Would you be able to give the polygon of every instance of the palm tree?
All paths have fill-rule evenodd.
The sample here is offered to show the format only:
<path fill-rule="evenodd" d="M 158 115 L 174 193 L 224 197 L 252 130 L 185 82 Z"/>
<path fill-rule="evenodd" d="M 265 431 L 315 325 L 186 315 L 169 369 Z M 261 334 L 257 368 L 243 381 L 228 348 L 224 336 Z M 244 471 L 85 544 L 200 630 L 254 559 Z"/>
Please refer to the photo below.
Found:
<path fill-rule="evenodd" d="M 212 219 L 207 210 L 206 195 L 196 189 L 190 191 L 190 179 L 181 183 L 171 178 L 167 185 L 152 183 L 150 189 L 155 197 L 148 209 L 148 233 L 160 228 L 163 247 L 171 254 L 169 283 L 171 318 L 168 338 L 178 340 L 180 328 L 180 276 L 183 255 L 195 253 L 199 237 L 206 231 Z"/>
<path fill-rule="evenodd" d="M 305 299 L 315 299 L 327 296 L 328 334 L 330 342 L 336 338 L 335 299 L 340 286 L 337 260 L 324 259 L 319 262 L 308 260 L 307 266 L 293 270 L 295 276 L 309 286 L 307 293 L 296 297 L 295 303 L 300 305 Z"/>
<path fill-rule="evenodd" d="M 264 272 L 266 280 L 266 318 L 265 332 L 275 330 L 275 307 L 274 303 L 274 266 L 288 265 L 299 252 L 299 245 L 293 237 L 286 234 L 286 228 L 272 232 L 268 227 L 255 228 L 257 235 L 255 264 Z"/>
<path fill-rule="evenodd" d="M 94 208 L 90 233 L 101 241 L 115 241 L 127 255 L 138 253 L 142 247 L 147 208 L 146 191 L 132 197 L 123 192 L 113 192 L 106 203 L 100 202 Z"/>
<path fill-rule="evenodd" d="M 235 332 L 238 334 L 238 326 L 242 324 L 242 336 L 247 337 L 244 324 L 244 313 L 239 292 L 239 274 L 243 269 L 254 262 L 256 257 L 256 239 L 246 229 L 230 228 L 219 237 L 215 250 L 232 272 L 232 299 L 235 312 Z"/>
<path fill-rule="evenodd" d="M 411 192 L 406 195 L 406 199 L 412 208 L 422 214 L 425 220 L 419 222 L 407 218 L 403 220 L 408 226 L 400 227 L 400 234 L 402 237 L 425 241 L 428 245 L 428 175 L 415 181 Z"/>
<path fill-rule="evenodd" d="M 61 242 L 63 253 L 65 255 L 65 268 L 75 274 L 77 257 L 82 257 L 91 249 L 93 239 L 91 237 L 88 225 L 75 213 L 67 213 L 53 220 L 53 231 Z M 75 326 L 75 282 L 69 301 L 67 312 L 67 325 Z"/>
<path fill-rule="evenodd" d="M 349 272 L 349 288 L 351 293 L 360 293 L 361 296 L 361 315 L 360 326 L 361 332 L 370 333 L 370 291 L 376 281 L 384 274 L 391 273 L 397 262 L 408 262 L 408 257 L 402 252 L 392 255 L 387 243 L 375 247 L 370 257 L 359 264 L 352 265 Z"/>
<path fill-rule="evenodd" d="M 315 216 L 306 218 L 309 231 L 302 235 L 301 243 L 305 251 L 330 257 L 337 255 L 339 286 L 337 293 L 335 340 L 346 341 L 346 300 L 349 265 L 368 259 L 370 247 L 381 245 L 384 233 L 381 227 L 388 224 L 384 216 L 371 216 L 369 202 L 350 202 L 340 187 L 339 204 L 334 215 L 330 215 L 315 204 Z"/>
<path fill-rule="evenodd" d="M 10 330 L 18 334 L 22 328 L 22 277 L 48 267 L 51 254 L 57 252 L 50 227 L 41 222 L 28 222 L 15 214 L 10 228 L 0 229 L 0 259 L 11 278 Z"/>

SHORT EXERCISE:
Copy every line of the records above word for word, leaving nothing out.

REPLY TO THE TASK:
Would you be able to give the polygon of every instance of the palm tree?
All paths have fill-rule evenodd.
The sample here is offered to show the format only:
<path fill-rule="evenodd" d="M 158 115 L 174 193 L 224 197 L 252 130 L 185 82 Z"/>
<path fill-rule="evenodd" d="M 265 431 L 315 325 L 186 315 L 169 369 Z M 261 334 L 257 368 L 243 381 L 228 348 L 224 336 Z M 244 471 L 85 544 L 200 630 L 254 559 Z"/>
Please refer to the photo below.
Found:
<path fill-rule="evenodd" d="M 212 219 L 207 210 L 206 195 L 196 189 L 190 191 L 190 179 L 181 183 L 171 178 L 167 185 L 152 183 L 150 189 L 155 197 L 148 209 L 148 233 L 160 228 L 163 247 L 171 254 L 169 283 L 171 318 L 168 338 L 178 340 L 180 328 L 180 276 L 183 255 L 195 253 L 199 237 L 206 231 Z"/>
<path fill-rule="evenodd" d="M 305 299 L 315 299 L 327 296 L 328 334 L 330 342 L 336 338 L 335 299 L 340 286 L 337 260 L 324 259 L 319 262 L 308 260 L 307 266 L 293 270 L 295 276 L 309 286 L 307 293 L 296 297 L 295 303 L 300 305 Z"/>
<path fill-rule="evenodd" d="M 264 272 L 266 280 L 266 318 L 265 332 L 275 330 L 275 307 L 274 303 L 274 266 L 288 265 L 299 252 L 299 245 L 293 237 L 286 234 L 286 228 L 272 232 L 268 227 L 255 228 L 257 235 L 255 264 Z"/>
<path fill-rule="evenodd" d="M 94 208 L 90 233 L 101 241 L 115 241 L 127 255 L 138 253 L 142 247 L 147 208 L 146 191 L 132 197 L 123 192 L 113 192 L 106 203 L 100 202 Z"/>
<path fill-rule="evenodd" d="M 235 332 L 238 334 L 238 326 L 242 324 L 242 336 L 247 337 L 244 324 L 244 313 L 239 292 L 239 274 L 243 269 L 254 262 L 256 257 L 256 239 L 246 229 L 230 228 L 219 237 L 215 250 L 232 272 L 232 299 L 235 312 Z"/>
<path fill-rule="evenodd" d="M 411 192 L 406 195 L 406 199 L 412 208 L 422 214 L 425 220 L 419 222 L 407 218 L 403 220 L 408 226 L 400 227 L 400 234 L 402 237 L 425 241 L 428 245 L 428 175 L 415 181 Z"/>
<path fill-rule="evenodd" d="M 61 242 L 63 253 L 65 255 L 65 268 L 75 274 L 77 257 L 82 257 L 91 249 L 93 239 L 91 237 L 88 225 L 75 213 L 67 213 L 53 220 L 53 231 Z M 75 326 L 75 282 L 69 301 L 67 312 L 67 325 Z"/>
<path fill-rule="evenodd" d="M 349 272 L 349 288 L 351 293 L 360 293 L 361 296 L 361 315 L 360 326 L 361 332 L 370 333 L 370 291 L 376 281 L 384 274 L 391 273 L 397 262 L 408 262 L 408 257 L 402 252 L 392 255 L 387 243 L 375 247 L 370 257 L 359 264 L 352 265 Z"/>
<path fill-rule="evenodd" d="M 315 216 L 306 218 L 309 231 L 302 235 L 301 243 L 305 251 L 330 257 L 337 255 L 339 286 L 337 293 L 335 340 L 346 341 L 346 300 L 349 265 L 368 259 L 370 247 L 381 245 L 384 233 L 381 227 L 388 224 L 384 216 L 371 216 L 369 202 L 350 202 L 340 187 L 339 204 L 334 215 L 330 215 L 315 204 Z"/>
<path fill-rule="evenodd" d="M 10 330 L 18 334 L 22 328 L 22 277 L 48 267 L 51 254 L 57 252 L 50 227 L 41 222 L 28 222 L 15 214 L 10 228 L 0 229 L 0 259 L 11 278 Z"/>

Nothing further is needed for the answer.